EXERCISE BRIEF: Copy every one of the entries below word for word, keeping their lines, and leave the pictures out.

[Object location annotation entries]
◇ ◇ ◇ ◇

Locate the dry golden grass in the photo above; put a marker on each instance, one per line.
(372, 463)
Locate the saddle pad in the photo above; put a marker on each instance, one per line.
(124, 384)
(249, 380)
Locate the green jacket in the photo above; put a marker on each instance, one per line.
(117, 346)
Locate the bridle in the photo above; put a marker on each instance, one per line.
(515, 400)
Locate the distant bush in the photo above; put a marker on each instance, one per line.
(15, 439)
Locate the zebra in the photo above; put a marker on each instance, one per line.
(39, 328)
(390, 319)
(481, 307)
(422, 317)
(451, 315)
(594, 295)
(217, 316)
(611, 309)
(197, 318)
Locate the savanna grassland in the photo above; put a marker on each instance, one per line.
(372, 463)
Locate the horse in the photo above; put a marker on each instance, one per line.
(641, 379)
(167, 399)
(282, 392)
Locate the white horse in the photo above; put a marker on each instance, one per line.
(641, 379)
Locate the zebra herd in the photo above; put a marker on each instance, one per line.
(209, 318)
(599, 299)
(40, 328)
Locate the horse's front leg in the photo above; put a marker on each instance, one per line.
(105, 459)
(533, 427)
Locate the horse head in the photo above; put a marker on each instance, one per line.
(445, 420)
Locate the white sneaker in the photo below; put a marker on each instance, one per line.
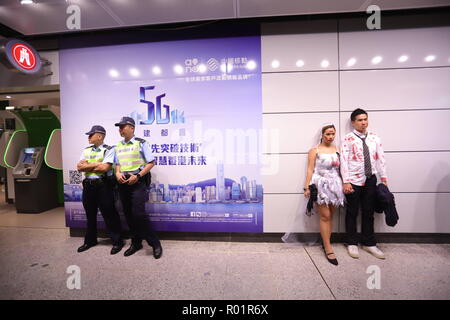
(353, 251)
(375, 252)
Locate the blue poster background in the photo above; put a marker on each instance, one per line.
(197, 103)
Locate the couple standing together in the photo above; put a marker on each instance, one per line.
(347, 177)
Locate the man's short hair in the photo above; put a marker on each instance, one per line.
(356, 113)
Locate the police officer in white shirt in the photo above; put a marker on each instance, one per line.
(96, 161)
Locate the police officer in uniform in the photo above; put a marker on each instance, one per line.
(96, 162)
(134, 160)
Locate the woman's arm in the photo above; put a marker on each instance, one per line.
(311, 163)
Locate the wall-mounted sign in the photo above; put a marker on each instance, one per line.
(20, 56)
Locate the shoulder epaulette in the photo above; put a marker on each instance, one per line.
(108, 147)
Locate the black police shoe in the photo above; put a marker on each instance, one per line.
(132, 249)
(116, 248)
(157, 252)
(86, 246)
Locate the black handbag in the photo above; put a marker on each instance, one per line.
(312, 199)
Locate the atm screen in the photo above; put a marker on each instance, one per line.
(28, 155)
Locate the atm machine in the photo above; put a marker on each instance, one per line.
(34, 182)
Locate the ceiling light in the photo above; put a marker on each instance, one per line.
(351, 62)
(377, 59)
(325, 63)
(403, 58)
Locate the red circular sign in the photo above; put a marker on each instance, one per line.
(24, 56)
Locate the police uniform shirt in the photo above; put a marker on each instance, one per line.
(108, 158)
(145, 150)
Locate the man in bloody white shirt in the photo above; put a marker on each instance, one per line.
(362, 158)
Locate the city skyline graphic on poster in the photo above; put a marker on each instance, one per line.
(201, 116)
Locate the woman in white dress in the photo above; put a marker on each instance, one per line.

◇ ◇ ◇ ◇

RESULT OF THIS TASK:
Locate the dry golden grass in the photo above; put a marker on each instance, one per line.
(372, 463)
Locate the saddle pad in the photo above; put a marker on each instance, one per line.
(124, 384)
(249, 380)
Locate the green jacket in the photo above; put a marker on each instance, one per line.
(117, 346)
Locate the bridle in the photo above; put a marker on each instance, one per line.
(515, 400)
Locate the distant bush in the photo above; put a marker on each instance, one per line.
(15, 439)
Locate the zebra in the photo above; put a marker on each instance, one per line.
(39, 328)
(390, 319)
(481, 307)
(422, 317)
(451, 315)
(594, 295)
(217, 316)
(611, 309)
(197, 318)
Locate the savanna grassland in the photo above; put a marker on each instance, one per line.
(372, 463)
Locate the horse in the photo above; put a marker on each instance, one per line.
(641, 379)
(167, 399)
(282, 392)
Locate the white horse in the photo above; put a marker on each instance, one per line.
(641, 379)
Locate the zebra herd in the photo above; put a marker on each instance, one per line.
(209, 318)
(599, 299)
(40, 328)
Locate the horse's front leg in the photo above; put a marker on each instance, one per line.
(105, 459)
(533, 427)
Locate the horse head in the photo above; put a marker on each instance, one per line.
(445, 420)
Locate the white sneaker in the photo below; put a marker on each instance, one per line.
(353, 251)
(375, 252)
Locate the blue poster background in the photo above; put a marker on each instance, one per line.
(197, 103)
Locate the couple standing together in the photo above; put a marker on each instance, one per line.
(347, 177)
Locate the man's short hair in the photo above; put a marker on each instance, one per line.
(356, 113)
Locate the police officer in white shirt in the photo above; put a marker on each instance, one per line.
(96, 161)
Locate the police officer in uniform in the photo above; put a marker on each instance, one per line.
(96, 162)
(134, 160)
Locate the woman's arm in the photo above; put a marker on each instance, one per line.
(311, 163)
Locate the wall-mounted sign in the photo above; put a marker on each instance, one per line.
(20, 56)
Locate the shoulder epaulette in the photo above; put a marker on each instance, one per line.
(108, 147)
Locate the black police shoe in the photo above; put a marker on each instance, one per line.
(132, 249)
(116, 248)
(157, 252)
(86, 246)
Locate the black handbag in the photo above; put a marker on each instance, one per line.
(312, 199)
Locate the atm screen in the photo above; put a marker on each instance, one per line.
(28, 155)
Locate the atm machine in the photo above; put a marker on each instance, one per line.
(34, 182)
Locate the ceiling light in the photo above; put a marker on each instance, one per line.
(351, 62)
(377, 59)
(325, 63)
(403, 58)
Locate the red circular sign in the photo above; put a marker on each instance, one per line.
(24, 56)
Locate the police uniform shirt in the photo above; put a marker on each instance, one per line.
(108, 158)
(145, 150)
Locate the man in bloody white shirt in the photo above; put a marker on each instance, one per line.
(362, 158)
Locate the city skyline graphic on poster in the photo above; put a marker on each instance, one per line.
(201, 116)
Locate the woman in white dress in the photo above; put a marker on each instance, one per line.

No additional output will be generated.